TASK STATEMENT ▸ Update the entries below by changing "Point out" to "Locate" wherever it appears, leaving every other word and the answer coordinates as they are. Give all the lines back without the pictures.

** START STORED ROWS **

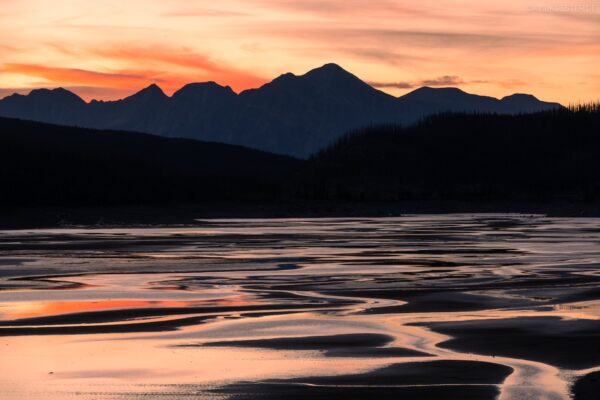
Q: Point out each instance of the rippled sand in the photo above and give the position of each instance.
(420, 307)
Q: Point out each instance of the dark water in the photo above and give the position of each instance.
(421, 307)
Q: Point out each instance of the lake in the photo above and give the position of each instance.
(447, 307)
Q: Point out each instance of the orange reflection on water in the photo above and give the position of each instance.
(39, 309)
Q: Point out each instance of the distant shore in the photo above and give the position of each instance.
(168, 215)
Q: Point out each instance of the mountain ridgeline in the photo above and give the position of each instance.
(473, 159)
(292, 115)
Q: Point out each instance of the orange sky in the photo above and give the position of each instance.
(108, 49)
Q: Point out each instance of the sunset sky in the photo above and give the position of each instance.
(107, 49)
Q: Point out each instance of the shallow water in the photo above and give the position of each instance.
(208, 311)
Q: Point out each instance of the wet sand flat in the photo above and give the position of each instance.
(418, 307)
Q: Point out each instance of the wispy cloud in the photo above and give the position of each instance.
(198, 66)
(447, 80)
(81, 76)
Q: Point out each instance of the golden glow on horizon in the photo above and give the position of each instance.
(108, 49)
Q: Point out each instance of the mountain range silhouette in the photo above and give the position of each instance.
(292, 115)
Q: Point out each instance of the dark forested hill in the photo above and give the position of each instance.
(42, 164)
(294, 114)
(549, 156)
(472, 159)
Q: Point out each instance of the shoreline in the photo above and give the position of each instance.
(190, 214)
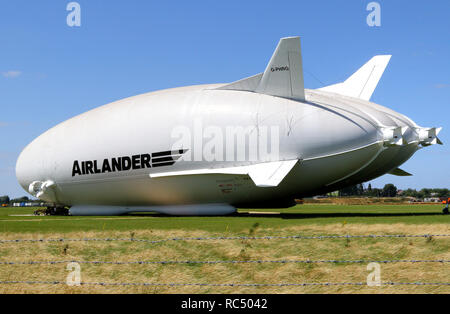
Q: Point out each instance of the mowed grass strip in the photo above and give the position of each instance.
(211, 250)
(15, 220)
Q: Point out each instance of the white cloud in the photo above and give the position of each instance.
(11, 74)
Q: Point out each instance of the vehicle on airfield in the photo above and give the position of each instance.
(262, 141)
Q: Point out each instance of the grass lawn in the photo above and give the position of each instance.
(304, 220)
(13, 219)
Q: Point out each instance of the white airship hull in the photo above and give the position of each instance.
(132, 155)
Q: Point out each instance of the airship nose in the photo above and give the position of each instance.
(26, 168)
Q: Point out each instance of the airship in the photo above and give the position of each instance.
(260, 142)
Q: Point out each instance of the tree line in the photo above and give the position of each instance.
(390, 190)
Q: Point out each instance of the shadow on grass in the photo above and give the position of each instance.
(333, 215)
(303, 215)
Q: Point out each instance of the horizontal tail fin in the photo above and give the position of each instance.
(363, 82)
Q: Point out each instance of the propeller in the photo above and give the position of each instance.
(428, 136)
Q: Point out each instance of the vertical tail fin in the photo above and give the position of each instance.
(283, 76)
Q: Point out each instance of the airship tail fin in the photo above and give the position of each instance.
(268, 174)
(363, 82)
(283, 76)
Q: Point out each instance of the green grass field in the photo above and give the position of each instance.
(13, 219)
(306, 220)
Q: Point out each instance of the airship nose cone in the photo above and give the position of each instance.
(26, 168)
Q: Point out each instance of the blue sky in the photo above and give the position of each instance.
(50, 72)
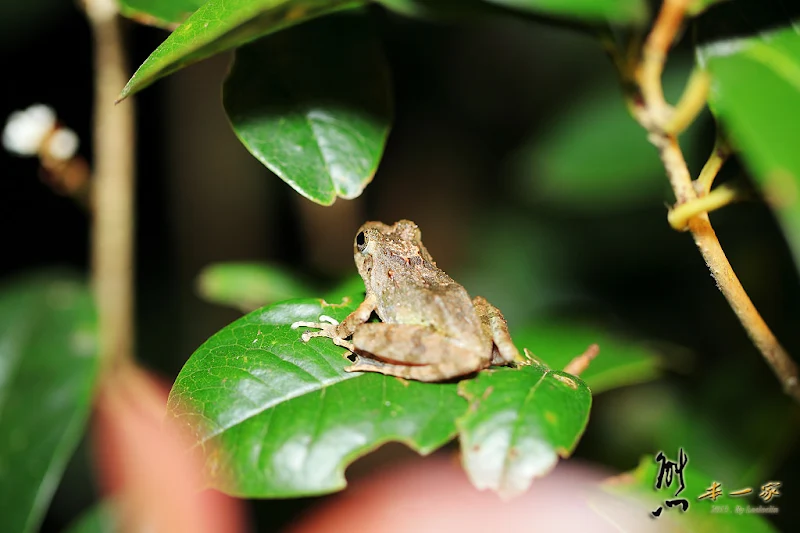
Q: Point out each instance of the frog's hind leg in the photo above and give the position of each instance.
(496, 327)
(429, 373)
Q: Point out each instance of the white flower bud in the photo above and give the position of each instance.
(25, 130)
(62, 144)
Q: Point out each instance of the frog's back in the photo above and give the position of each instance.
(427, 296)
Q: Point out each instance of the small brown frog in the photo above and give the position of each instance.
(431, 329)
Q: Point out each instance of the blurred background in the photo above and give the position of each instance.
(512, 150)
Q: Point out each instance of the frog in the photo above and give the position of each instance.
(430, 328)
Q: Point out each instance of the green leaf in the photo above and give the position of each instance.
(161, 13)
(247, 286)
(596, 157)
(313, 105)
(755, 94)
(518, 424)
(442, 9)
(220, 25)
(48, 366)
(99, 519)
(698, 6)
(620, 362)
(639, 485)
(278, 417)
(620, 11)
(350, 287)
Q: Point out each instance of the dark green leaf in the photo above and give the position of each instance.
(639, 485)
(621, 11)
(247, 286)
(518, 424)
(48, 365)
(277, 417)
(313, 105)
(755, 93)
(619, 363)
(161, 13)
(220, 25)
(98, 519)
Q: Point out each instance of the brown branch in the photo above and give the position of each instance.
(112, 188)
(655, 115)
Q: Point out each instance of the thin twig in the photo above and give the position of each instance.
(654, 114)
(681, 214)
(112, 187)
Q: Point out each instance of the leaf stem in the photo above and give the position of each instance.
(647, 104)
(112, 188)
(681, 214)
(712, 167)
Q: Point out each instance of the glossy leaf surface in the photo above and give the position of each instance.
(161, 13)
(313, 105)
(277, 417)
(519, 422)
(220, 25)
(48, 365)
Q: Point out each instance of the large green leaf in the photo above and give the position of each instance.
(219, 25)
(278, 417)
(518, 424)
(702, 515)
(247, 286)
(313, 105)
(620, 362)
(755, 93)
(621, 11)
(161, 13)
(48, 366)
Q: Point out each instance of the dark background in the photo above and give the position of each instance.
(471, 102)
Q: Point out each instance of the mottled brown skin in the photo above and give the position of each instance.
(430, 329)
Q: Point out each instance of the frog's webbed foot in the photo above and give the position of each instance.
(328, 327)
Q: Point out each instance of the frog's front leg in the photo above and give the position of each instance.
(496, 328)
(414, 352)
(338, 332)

** END STORED ROWS **

TASK SOLUTION ▸
Q: Locate each instance of the rippled sand in the photo above and give the position of each instance.
(420, 307)
Q: Locate each instance of the dark water in the photo above and give the position of each instance.
(421, 307)
Q: Locate each instance of the lake in the photo above and give the position of each instance.
(447, 307)
Q: Locate each instance of the orange reflection on water in the photo above and give the position of each instance.
(39, 309)
Q: Locate each instance of the distant shore in the photo above and give the position of each instance.
(168, 215)
Q: Locate each instance of the mountain ridgeline in the photo above and give the position of each instance.
(473, 159)
(292, 115)
Q: Locate each instance of the orange sky in the photo above and give the position of each instance.
(108, 49)
Q: Locate each instance of the sunset sky in the photo above and give the position of each instance.
(107, 49)
Q: Locate each instance of the shallow water in the photo above and give the position of each instance.
(208, 311)
Q: Locate each instance of the wet sand flat in the photo above and give the position of each instance.
(418, 307)
Q: Locate each instance of the wispy cloud in the photo above and give the position of each instance.
(198, 66)
(447, 80)
(81, 76)
Q: Locate each instance of the golden glow on horizon in the photo above and give the position of each instance.
(108, 49)
Q: Locate each instance of the mountain range silhouette in the photo above and give the position of each instance.
(292, 115)
Q: Locate each instance of the dark forested hill in the photo above and give the position of each instance.
(42, 164)
(294, 114)
(549, 156)
(472, 159)
Q: Locate each instance of the shoreline in the photo above and give the position of each instance.
(190, 214)
Q: Locate each instance of the mowed grass strip in the photo above and give the position of each instance.
(211, 250)
(15, 220)
Q: Locate each instance of the white cloud in the photo above and give the position of each instance.
(11, 74)
Q: Locate each instance of the vehicle on airfield in the photo above and give the position of each instance.
(262, 141)
Q: Locate each instance of the grass lawn in the photo above and give the position of each instance.
(304, 220)
(13, 219)
Q: Locate each instance of the white airship hull in the photo above and give the position of each instance.
(132, 155)
Q: Locate each instance of the airship nose in the photo above and give the position of each instance.
(26, 168)
Q: Locate each instance of the airship in the photo above and give the position of each instance.
(260, 142)
Q: Locate each instance of the tree line in the photo above and give the position of each instance.
(390, 190)
Q: Locate each instance of the shadow on grass in the photo above and give the position of each instance.
(333, 215)
(303, 215)
Q: Locate each instance of the horizontal tail fin in the photo above and give the position of each instance.
(363, 82)
Q: Locate each instance of the propeller in the photo above and give the position of each instance.
(428, 136)
Q: Locate each instance of the vertical tail fin in the photo above and give the position of each instance.
(283, 76)
Q: Locate each instance of the airship tail fin in the photo above and give the position of each instance.
(268, 174)
(363, 82)
(283, 76)
Q: Locate each instance of the green grass field in the photo above and give the position of each instance.
(13, 219)
(306, 220)
Q: Locate each instance of the airship nose cone in the photo above and give the position of each instance.
(26, 168)
Q: Locate each instance of the blue sky in the photo above and give the position of each instance.
(50, 72)
Q: Locate each instance of the frog's hind leg in the photo above and give the position of each instance.
(496, 327)
(429, 373)
Q: Locate each instance of the white flower bud in the photo above and give the position of each instance.
(25, 130)
(62, 144)
Q: Locate each instance of the frog's back in the photo above and give the position of each instance.
(427, 296)
Q: Locate each instance of the small brown frog in the photo above and give the position of each instance.
(431, 329)
Q: Locate each instance of the blurred background in the photo above and give the position of each instance.
(512, 150)
Q: Locate each instance of the frog in the photo above and give the position of each instance.
(430, 328)
Q: Locate each instance of the green leaf in the photo above and give the position of each instance.
(161, 13)
(247, 286)
(596, 157)
(313, 105)
(755, 94)
(518, 424)
(442, 9)
(220, 25)
(48, 366)
(99, 519)
(698, 6)
(620, 362)
(639, 485)
(278, 417)
(620, 11)
(350, 287)
Q: Locate each instance of the dark green leaf in the photo above and give the position of each instance.
(639, 485)
(621, 11)
(247, 286)
(518, 424)
(48, 365)
(277, 417)
(313, 105)
(755, 93)
(619, 363)
(161, 13)
(220, 25)
(98, 519)
Q: Locate each instance of the brown branch in the photo above and give the position of each instance.
(112, 188)
(655, 115)
Q: Locate each instance of the thin twig in the photo above and give the position of each instance.
(654, 114)
(681, 214)
(112, 187)
Q: Locate each instance of the leaf stem in the photo above and give the position of each instance.
(647, 104)
(112, 188)
(681, 214)
(712, 167)
Q: Locate each instance of the glossy leaf surface in the photo above and give the position of each instance.
(161, 13)
(313, 105)
(277, 417)
(519, 422)
(220, 25)
(48, 365)
Q: Locate each instance of the large green leaf in the photo above and give the position of each instance.
(219, 25)
(278, 417)
(518, 424)
(702, 515)
(247, 286)
(313, 105)
(620, 362)
(755, 93)
(621, 11)
(161, 13)
(48, 366)
Q: Locate each instance of the dark background in the photo above and give the position of each instance.
(471, 102)
Q: Locate each instance of the mottled brown skin in the photo above and give the position of each instance.
(430, 329)
Q: Locate each instance of the frog's webbed foot in the photo above and give the position of each instance.
(328, 327)
Q: Locate each instance of the frog's front leg in the photo above and give the position of each instance.
(496, 328)
(414, 352)
(338, 332)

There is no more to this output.